‘Descampados’: el territorio mítico de la periferia de los colchones viejos y las litronas semihundidas
En un gran libro que contiene ensayo, crónica, memorias, viajes, aforismos, reflexión filosófica y periodismo de opinión, Manuel Calderón configura este no-lugar transido de memoria, ruinas, clase obrera y tardes huecas de domingo
Está la España de las piscinas y su reverso de clase: la España del toldo verde. Ahora, quizá sin pretenderlo, Manuel Calderón ha configurado otro territorio mítico, más dislocado y vaporoso aún: la España del descampado. Ese territorio indómito y moral de la periferia. Un no-lugar para la nada transido de memoria, ruinas, clase obrera y tardes huecas de domingo. Un paraíso perdido de la libertad infantil donde florecían amapolas, espigas y margaritas seriadas, ladrillos y casc...
Está la España de las piscinas y su reverso de clase: la España del toldo verde. Ahora, quizá sin pretenderlo, Manuel Calderón ha configurado otro territorio mítico, más dislocado y vaporoso aún: la España del descampado. Ese territorio indómito y moral de la periferia. Un no-lugar para la nada transido de memoria, ruinas, clase obrera y tardes huecas de domingo. Un paraíso perdido de la libertad infantil donde florecían amapolas, espigas y margaritas seriadas, ladrillos y cascotes, colchones viejos, sillones despanzurrados, litronas semihundidas, alguna jeringuilla y muchos condones. Una tierra salvaje sin autoridad donde jugar los niños, follar los jóvenes, ladrar los perros o añorar los viejos. Las afueras, el suburbio, la periferia: una coordenada geográfica, económica y sentimental. El descampado: barbecho urbano. Vacío ontológico, tan precario en su desnudez. Un espacio acechado hoy por urbanizaciones, polígonos o centros comerciales; pero sobre todo, por la ley, la administración y el olvido. Una tierra de polvo y charcos donde abrevaban los emigrantes venidos de aquel otro patio trasero opacado de luz: el pueblo, la España rural. Como esa familia que una mañana de septiembre de 1970 llegó a Barcelona después de una noche en el vagón de primera. Que llegó con la maleta a cuestas y dispuesta a dejar su pasado en el andén antes de coger un taxi para llegar a sus nuevos dominios: el extrarradio de la ciudad.

▸ **Registros de datos**
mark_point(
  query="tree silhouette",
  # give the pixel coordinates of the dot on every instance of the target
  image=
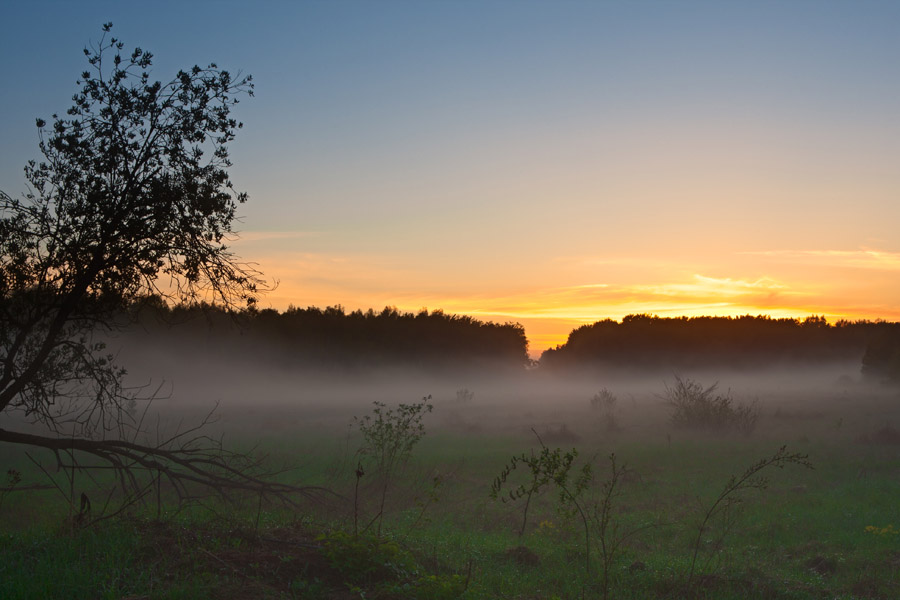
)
(131, 199)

▸ **Trabajo por hacer**
1/ Indica si cada afirmación concuerda con el texto sobre «Descampados» y cita las palabras exactas que lo deciden: (a) La familia llegó a Barcelona una mañana de septiembre de 1970. (b) La familia hizo el viaje en un vagón de segunda. (c) El descampado aparece como un espacio acechado hoy por urbanizaciones.
2/ Prosigue el texto sobre «Descampados» desde su última frase.

▸ **Respuestas obtenidas**
1/
(a) Sí: «una mañana de septiembre de 1970 llegó a Barcelona».
(b) No: «después de una noche en el vagón de primera».
(c) Sí: «Un espacio acechado hoy por urbanizaciones, polígonos o centros comerciales».

2/
Así comienza esta obra singular, más europea que hispánica en su forma. Un gran libro que contiene ensayo, crónica, memorias, viajes, aforismos injertados, reflexión filosófica y mucho periodismo de opinión. La no ficción total. Unas páginas que igual esconden el vuelo liviano y certero del haiku camuflado como destellos poéticos amerados de barroco. Que toman la metáfora espacial del descampado para narrar el verdadero tema del libro: el paso del tiempo. Tiempo suspendido, eterno, proustiano. Tiempo elástico con música de Serrat, tebeos de Hazañas Bélicas y gotelé en la pared. Tiempo de bares y billares, de teléfono sin prefijo. De una madre que procedía de Peñarroya-Pueblonuevo del Terrible. De un padre metalúrgico que olía a óxido. Ese tiempo pasado que nunca se va del todo para Manuel Calderón, quien confiesa que siempre se ha sentido incómodo con el futuro. Más todavía hoy, a los 65 años, convencido de que se ha derrumbado el único mundo que importa: el de cada cual.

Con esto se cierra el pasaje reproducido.